PROVIDED ENTRIES:
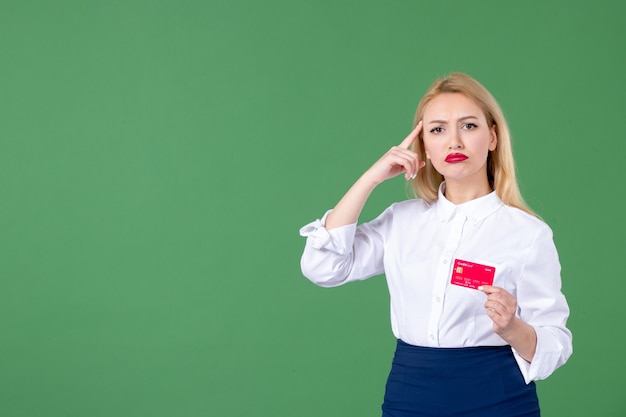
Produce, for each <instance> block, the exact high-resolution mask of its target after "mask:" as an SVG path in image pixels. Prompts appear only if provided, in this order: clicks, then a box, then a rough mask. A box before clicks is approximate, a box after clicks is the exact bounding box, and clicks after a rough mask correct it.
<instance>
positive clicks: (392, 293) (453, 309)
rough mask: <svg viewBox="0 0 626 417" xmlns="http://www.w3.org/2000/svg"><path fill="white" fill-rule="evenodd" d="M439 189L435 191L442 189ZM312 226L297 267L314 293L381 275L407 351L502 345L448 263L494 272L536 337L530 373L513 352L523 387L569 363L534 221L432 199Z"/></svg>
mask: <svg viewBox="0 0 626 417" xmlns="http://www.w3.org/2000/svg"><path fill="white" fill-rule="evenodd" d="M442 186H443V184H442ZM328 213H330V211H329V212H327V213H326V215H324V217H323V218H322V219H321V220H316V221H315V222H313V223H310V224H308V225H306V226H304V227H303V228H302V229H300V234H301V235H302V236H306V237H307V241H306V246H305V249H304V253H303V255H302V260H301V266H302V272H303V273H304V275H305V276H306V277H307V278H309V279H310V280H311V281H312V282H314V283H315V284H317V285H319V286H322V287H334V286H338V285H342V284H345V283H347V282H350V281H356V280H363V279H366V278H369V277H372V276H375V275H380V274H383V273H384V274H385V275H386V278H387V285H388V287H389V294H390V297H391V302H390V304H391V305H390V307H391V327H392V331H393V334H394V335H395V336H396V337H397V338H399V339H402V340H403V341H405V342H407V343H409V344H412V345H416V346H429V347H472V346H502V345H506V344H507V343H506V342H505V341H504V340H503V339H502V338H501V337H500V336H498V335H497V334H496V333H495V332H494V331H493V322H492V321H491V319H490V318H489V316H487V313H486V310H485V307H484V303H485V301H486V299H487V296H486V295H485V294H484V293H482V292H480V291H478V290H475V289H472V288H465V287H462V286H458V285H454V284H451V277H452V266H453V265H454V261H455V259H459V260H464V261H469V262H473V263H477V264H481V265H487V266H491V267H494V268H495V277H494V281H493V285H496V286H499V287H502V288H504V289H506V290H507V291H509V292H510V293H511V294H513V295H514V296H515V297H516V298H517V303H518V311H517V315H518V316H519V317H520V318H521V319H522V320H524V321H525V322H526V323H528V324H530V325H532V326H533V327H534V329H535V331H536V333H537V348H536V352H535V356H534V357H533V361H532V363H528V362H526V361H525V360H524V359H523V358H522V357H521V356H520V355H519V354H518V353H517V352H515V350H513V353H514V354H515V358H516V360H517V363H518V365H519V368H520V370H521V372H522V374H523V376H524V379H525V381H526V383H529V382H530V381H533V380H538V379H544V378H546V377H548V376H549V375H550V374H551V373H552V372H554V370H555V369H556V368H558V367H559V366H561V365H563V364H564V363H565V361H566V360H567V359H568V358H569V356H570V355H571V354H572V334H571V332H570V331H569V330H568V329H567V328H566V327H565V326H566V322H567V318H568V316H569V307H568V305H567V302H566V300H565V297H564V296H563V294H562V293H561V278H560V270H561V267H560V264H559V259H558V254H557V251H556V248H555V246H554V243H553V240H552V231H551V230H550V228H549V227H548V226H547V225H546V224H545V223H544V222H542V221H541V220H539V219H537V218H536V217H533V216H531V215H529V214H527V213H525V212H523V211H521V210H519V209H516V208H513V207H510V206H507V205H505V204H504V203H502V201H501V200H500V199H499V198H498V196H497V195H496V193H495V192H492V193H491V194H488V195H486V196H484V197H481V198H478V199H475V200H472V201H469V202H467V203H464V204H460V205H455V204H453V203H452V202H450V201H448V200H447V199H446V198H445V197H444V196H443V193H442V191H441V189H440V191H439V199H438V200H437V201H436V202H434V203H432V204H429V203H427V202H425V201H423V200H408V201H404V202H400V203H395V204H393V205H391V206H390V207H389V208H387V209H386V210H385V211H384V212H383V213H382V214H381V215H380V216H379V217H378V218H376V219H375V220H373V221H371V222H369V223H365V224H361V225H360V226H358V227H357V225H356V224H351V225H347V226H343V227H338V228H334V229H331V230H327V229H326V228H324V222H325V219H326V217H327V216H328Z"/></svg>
---
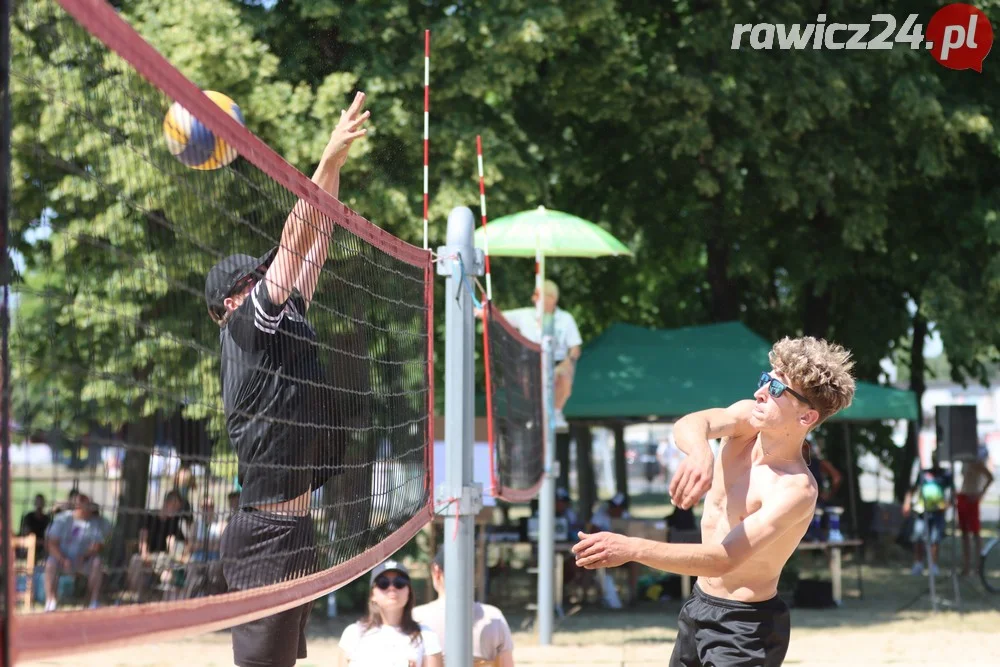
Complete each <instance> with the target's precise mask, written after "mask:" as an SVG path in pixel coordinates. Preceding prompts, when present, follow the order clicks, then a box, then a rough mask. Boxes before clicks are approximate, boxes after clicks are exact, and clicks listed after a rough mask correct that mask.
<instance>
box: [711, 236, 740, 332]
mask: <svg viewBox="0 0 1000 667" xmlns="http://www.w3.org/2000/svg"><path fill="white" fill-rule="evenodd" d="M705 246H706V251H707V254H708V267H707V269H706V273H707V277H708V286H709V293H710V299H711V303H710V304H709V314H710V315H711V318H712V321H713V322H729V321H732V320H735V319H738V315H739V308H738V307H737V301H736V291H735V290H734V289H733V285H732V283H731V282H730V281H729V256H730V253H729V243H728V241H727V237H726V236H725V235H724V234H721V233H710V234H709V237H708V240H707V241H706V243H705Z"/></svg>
...
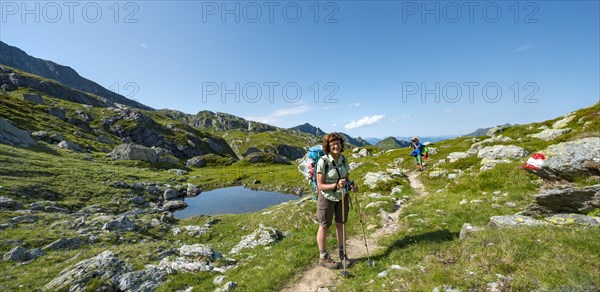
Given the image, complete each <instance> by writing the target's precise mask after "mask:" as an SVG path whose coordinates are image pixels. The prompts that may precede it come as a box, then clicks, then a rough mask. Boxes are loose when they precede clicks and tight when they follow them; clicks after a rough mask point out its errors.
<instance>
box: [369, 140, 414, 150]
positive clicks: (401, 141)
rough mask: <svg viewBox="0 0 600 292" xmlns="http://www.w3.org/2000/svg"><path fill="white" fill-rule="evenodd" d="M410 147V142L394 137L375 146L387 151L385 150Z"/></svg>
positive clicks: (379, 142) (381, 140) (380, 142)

TASK TO COMPLETE: Copy everything from the line containing "Given the image, complete" down to the line containing "147V142L394 137L375 146L387", both included, without altering a single character.

SOLUTION FOR THIS TASK:
Given the image, complete each <instance> by writing the target's precise mask after "mask:" as an SVG path whose coordinates are image pixels. The prompts that may precede it come as a box, then clicks, then a rough mask. Boxes are loose when they precede clicks and tight when they follow them; clicks after a rough mask point out its errors.
<instance>
box: [369, 140, 414, 150]
positive clicks: (401, 141)
rough mask: <svg viewBox="0 0 600 292" xmlns="http://www.w3.org/2000/svg"><path fill="white" fill-rule="evenodd" d="M410 147V142L394 137L375 146L387 151L385 150Z"/></svg>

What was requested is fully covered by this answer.